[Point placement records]
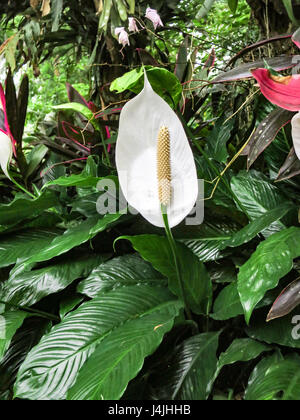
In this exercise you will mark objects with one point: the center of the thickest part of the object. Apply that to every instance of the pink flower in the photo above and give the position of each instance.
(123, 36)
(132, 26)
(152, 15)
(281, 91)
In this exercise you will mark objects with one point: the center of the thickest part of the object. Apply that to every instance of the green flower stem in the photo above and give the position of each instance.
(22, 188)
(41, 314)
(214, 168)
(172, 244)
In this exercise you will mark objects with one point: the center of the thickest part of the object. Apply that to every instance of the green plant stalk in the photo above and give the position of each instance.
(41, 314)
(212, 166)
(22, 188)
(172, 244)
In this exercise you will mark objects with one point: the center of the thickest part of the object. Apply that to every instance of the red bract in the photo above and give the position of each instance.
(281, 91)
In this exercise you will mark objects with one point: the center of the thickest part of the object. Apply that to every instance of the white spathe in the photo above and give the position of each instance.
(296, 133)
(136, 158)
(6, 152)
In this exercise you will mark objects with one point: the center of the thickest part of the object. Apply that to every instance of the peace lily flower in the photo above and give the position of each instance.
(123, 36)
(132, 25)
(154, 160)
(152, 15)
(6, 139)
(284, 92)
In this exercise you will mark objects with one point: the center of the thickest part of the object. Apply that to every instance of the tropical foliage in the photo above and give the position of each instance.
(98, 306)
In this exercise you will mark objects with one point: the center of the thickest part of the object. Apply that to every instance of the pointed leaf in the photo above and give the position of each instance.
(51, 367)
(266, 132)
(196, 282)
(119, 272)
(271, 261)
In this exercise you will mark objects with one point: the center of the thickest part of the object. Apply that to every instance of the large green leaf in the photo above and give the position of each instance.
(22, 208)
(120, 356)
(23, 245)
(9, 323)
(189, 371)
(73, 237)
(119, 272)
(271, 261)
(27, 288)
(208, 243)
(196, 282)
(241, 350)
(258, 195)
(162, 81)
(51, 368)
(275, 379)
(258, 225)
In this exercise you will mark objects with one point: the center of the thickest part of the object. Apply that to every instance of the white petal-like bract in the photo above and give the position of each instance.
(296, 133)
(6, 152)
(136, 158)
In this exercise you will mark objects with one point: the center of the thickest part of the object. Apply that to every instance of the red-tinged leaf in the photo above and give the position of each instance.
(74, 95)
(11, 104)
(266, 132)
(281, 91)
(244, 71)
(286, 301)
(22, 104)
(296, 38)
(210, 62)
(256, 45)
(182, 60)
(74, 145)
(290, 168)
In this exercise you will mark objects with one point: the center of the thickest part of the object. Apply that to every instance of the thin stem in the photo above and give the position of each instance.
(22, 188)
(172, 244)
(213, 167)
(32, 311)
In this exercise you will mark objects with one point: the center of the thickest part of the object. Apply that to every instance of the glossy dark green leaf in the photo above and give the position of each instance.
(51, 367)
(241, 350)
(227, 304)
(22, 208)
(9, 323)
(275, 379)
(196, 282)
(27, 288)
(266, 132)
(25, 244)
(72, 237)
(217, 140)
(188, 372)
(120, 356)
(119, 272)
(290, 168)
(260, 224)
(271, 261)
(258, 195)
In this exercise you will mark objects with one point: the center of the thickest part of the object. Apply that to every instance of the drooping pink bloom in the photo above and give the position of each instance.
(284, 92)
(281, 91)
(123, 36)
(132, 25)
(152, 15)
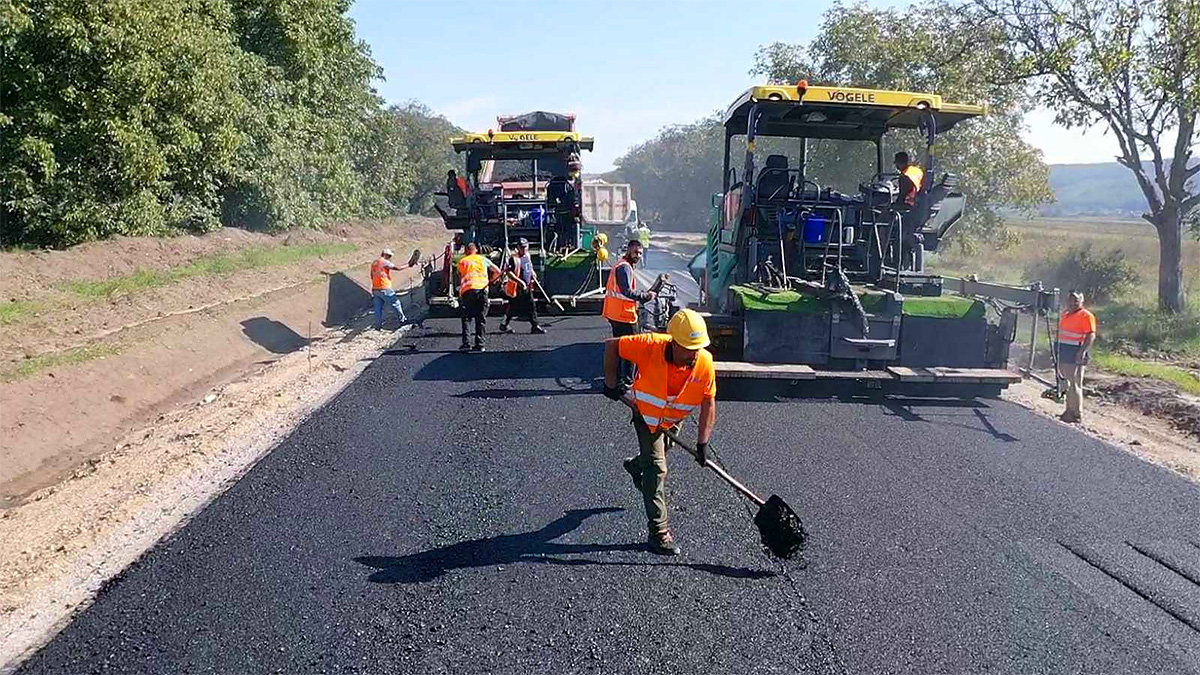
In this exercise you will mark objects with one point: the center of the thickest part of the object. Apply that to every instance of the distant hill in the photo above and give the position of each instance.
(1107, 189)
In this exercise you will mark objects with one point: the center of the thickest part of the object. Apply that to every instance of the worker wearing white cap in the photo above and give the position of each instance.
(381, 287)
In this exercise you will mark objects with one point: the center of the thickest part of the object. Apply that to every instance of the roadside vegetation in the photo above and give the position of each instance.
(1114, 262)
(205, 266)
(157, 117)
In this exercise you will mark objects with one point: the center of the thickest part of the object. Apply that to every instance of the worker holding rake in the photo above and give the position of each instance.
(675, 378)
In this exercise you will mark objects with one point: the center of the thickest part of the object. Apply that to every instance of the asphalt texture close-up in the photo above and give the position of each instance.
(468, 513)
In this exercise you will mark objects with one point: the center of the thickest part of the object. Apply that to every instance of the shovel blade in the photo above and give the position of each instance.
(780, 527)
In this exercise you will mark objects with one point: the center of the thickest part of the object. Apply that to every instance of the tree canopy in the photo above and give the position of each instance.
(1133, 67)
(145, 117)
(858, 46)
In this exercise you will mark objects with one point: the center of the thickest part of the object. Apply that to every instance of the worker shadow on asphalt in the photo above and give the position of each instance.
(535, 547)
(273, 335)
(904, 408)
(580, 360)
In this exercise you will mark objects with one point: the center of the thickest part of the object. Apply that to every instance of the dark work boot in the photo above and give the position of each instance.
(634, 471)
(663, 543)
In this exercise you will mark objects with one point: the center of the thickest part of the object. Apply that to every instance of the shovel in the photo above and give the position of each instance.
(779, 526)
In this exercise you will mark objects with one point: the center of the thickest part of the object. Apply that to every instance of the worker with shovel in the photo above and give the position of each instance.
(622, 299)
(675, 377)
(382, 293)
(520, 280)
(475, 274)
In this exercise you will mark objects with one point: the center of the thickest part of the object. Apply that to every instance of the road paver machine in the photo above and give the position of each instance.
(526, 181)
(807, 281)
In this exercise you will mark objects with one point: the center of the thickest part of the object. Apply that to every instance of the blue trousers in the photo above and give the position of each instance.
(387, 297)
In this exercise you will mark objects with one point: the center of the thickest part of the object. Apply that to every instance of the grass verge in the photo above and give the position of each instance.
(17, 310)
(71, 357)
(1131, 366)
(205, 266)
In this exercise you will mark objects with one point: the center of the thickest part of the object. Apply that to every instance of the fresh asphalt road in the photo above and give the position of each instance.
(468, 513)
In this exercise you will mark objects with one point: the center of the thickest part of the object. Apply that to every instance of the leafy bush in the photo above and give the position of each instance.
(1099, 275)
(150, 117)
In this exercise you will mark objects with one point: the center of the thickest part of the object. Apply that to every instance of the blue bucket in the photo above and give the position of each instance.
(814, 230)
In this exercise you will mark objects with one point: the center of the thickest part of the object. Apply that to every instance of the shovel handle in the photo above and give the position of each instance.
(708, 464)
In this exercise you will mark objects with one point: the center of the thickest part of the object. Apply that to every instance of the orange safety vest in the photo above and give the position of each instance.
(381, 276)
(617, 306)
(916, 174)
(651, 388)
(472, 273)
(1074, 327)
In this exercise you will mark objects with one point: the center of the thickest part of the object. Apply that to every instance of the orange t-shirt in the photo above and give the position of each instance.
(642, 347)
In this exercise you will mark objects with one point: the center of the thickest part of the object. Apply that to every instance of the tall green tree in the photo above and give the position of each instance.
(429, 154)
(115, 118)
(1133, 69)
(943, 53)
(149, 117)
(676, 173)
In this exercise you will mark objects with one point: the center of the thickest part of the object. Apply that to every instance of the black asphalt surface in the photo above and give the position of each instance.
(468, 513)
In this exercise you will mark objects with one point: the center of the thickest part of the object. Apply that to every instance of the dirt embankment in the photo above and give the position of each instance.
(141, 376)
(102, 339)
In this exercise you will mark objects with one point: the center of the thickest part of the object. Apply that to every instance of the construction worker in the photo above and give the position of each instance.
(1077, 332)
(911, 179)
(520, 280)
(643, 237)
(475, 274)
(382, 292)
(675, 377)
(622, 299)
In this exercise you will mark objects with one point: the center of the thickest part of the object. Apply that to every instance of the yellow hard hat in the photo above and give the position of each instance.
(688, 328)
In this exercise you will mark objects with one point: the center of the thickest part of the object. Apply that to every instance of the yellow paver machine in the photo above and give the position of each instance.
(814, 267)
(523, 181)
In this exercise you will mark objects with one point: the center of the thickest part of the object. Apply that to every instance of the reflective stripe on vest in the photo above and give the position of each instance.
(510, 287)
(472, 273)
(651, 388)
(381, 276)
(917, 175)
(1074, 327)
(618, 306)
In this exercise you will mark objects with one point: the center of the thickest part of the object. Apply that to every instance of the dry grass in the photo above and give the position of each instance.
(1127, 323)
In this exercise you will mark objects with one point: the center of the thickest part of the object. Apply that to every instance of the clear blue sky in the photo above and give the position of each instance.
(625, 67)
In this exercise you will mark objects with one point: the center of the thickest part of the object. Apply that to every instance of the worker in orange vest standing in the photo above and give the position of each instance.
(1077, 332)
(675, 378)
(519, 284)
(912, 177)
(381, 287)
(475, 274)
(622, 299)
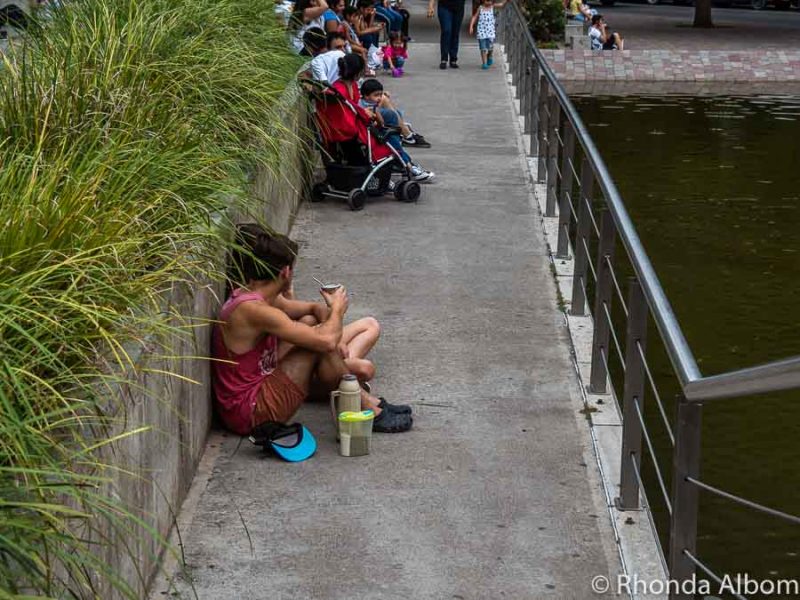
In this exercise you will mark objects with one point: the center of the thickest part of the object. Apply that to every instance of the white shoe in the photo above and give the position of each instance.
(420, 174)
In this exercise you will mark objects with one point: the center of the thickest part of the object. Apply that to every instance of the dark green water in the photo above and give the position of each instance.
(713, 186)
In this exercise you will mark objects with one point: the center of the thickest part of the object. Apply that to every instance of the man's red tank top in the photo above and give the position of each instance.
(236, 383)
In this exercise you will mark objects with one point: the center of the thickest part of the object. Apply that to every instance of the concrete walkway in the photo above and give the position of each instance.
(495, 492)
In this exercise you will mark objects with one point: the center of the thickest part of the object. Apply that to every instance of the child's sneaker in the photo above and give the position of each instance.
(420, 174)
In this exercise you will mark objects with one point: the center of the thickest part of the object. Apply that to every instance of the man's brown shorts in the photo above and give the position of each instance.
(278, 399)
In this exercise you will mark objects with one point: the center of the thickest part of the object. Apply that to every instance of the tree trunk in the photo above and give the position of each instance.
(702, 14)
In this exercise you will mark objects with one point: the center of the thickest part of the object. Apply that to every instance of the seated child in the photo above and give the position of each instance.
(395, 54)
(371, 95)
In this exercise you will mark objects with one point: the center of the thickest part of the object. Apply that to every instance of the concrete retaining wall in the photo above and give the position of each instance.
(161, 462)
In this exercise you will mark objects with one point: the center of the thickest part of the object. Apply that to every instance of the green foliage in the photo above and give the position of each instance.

TASK PROMPT
Copy out the data word for word, starting at the line containing "the concrete retaining" and continuing through the final line.

PROBLEM SOLUTION
In this exercise you will mark objects with one point: the center of the thickest part of the object. Apply that to every instance of the concrete retaining wall in the photo above and give the position of each instance.
(161, 462)
In this exercise you will mark objects with one point: the center of the thickest part of the object. Apply that to every instance of the green foliage in the photo above and give the position of each instance.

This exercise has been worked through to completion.